== TO DO ==
Rewrite the stretch from the line containing "Can you find the white hammock" through the end of the records, changing each "wooden" to "timber" and leaving everything else unchanged.
[Begin RECORDS SHOWN]
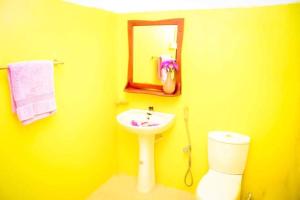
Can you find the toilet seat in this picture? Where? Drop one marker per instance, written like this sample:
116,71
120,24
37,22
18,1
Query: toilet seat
219,186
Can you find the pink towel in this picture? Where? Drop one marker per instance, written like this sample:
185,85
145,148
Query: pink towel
32,90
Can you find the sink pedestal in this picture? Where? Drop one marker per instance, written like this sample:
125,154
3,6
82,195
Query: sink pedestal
146,175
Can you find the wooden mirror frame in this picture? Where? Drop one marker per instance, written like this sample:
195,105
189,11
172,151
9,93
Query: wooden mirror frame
147,88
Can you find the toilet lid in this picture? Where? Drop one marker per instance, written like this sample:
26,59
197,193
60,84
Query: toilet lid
219,186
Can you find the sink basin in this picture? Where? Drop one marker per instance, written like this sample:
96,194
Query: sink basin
145,124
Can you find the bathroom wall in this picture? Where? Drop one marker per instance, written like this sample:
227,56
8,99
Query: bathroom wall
240,71
68,155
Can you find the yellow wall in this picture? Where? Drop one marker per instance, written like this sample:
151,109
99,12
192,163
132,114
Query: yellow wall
68,155
149,43
240,71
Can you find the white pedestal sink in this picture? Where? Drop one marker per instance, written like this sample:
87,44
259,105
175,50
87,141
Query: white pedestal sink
146,124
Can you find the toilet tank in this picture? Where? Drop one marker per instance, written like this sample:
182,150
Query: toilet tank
227,151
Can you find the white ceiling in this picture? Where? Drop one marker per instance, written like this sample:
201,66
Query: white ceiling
128,6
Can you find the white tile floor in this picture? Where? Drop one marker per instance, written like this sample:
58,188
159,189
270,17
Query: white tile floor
124,188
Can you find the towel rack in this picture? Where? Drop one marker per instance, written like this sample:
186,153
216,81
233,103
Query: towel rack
55,62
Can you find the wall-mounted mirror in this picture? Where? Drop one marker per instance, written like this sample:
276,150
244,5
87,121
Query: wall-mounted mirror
154,65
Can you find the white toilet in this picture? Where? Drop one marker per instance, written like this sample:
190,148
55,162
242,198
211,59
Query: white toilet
227,156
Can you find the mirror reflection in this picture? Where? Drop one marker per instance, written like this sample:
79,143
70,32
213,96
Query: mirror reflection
152,45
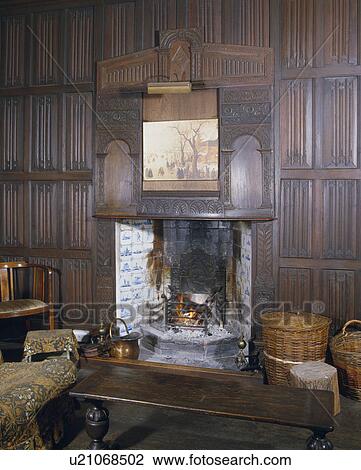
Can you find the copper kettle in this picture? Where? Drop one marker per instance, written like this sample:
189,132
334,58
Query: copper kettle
124,347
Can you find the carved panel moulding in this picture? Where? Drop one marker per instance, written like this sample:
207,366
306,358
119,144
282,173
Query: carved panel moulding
183,56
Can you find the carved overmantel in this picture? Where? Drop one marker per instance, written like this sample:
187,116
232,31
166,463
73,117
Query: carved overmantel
182,56
243,76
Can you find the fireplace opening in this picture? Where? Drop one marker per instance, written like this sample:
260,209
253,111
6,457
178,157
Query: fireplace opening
186,286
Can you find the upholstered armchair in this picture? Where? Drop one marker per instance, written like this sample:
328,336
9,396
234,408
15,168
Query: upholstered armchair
34,404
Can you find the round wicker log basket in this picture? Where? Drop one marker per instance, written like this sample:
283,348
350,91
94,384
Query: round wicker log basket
346,354
292,338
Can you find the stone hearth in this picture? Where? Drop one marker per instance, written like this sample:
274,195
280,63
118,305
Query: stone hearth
160,263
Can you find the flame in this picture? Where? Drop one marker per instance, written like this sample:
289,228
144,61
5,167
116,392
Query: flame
186,314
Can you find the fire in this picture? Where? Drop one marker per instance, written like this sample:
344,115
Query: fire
186,314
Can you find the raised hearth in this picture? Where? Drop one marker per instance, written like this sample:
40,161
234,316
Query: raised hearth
186,286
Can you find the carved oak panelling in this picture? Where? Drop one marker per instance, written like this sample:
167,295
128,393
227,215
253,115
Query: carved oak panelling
246,113
46,41
11,214
79,212
340,27
181,207
53,263
11,133
158,15
245,22
119,34
339,123
79,122
297,33
227,64
295,287
12,50
44,132
205,15
296,218
296,123
105,269
264,283
338,294
182,54
77,283
339,235
44,215
80,55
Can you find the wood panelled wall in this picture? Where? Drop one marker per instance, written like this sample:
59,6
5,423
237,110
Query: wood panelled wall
319,146
47,72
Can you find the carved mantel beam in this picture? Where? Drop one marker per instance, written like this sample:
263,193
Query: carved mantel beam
182,56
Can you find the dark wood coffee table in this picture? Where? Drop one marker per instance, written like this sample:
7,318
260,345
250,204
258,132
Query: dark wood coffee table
220,394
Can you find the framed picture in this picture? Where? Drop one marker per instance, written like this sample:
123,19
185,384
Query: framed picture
181,155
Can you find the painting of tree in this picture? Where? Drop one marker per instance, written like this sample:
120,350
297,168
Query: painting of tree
180,150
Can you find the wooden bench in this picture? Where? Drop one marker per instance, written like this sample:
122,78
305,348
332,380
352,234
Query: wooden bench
37,283
203,391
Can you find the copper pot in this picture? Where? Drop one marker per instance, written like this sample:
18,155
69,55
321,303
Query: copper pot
124,347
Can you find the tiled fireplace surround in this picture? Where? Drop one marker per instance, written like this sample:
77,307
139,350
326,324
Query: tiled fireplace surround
155,258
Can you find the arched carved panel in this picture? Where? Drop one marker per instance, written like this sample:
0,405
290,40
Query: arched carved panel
246,173
115,176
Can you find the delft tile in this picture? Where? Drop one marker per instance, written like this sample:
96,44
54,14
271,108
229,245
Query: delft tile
126,251
126,224
137,295
125,266
126,237
138,251
148,235
124,312
126,295
138,280
137,264
125,281
147,247
137,236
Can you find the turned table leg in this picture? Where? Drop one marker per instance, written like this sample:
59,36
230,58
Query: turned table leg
97,424
319,441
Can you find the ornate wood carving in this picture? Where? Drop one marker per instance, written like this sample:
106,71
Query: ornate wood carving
296,124
338,294
246,22
105,269
44,223
340,123
296,218
341,21
295,287
11,214
264,283
119,29
80,53
78,208
11,133
210,64
45,37
181,207
12,34
77,284
79,121
45,132
339,234
297,50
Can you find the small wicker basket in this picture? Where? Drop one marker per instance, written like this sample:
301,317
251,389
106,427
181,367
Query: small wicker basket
346,354
292,338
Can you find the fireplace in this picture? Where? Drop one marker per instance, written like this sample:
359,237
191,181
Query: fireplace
186,286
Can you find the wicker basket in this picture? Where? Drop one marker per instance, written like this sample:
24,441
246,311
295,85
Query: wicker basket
290,339
346,354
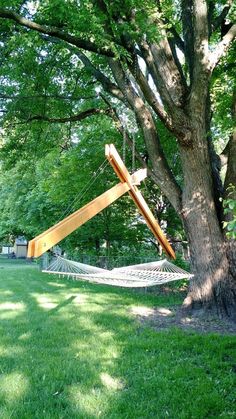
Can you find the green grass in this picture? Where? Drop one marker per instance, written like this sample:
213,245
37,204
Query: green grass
73,350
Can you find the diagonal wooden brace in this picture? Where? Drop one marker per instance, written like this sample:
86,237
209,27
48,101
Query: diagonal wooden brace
124,175
59,231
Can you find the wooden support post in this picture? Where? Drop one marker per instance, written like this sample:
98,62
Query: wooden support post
123,174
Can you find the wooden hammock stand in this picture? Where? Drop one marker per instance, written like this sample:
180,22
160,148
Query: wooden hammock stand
128,183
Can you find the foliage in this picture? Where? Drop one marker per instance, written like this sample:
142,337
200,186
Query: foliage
71,349
229,205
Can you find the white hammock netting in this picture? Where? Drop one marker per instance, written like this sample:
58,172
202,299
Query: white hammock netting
142,275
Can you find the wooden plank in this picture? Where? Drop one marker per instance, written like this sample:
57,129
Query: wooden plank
123,174
62,229
136,178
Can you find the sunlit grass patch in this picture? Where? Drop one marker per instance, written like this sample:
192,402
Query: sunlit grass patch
75,350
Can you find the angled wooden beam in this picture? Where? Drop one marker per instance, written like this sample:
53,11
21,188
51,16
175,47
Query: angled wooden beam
123,174
59,231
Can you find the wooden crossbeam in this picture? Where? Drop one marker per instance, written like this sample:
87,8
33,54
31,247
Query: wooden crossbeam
59,231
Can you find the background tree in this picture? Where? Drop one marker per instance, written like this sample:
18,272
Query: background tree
157,59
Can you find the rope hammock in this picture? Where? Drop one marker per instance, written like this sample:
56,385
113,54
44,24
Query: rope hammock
135,276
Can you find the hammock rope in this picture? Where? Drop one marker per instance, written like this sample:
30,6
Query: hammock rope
134,276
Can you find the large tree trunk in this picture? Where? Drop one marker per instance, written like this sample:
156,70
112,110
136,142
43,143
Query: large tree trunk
213,286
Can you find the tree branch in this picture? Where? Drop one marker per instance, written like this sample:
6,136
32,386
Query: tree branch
107,84
221,17
44,96
55,32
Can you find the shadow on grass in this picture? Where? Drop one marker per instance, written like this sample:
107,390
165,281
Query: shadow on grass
71,350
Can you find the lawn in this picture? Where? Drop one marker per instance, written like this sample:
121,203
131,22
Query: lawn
75,350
[End RECORDS SHOWN]
== OUTPUT BELOW ==
Can you find the white hammock netting in this picture? Where? Drop one marker per instance, written like this sample:
58,172
202,299
Query: white hammock netting
142,275
Can you find the timber plank in this picture? Where? Drop one marker per instance, written like this sample:
57,129
Query: timber plank
123,174
62,229
136,178
Can you find the sunlit grass patch in this picture? Where? Drop one marker per instance, written like this sample:
192,402
Query: sunlit grass patch
75,350
Can you find the angled timber beam in this picture? Where? Drop one marker per instance, written like this sample:
53,11
21,188
51,16
175,47
Query: angled timber beam
123,174
59,231
Can you find the timber crossbeam in this picture? Where? Drop one marker per instance, written like this sample:
87,8
33,54
31,247
Query: timber crossbeam
59,231
Can you find the background tree in this picture? Where? Drop one marker per instance, written like this sample:
18,272
Query: background tree
157,59
Can you find the rope hammock in this picture? Where? Drop one marker per instance, written like this sample:
56,385
113,54
44,24
Query: rope hammock
135,276
Can you find the hammock rope in this picture? Where? Drop one marker per instance, written like this sample:
30,6
Query: hammock rope
134,276
Can you find the large tree trunk in this picture? Where? Drop one marker per instance, written like this sample:
156,70
112,110
136,142
43,143
Query: large tree trunk
213,286
Can you find the tree branch in this picture? Where? Drop one marker per instance, written like this sample:
6,136
32,386
Query: tree branch
107,84
221,17
44,96
55,32
Can you find the shadow on grass in this picture? Where? Drop one marker per instance, written like this sample:
107,390
165,281
Query: shadow on grass
71,350
Can you find the lawn in this picture? Where? Drop one marker per instance, written like this sample:
121,203
131,22
Query: lawn
75,350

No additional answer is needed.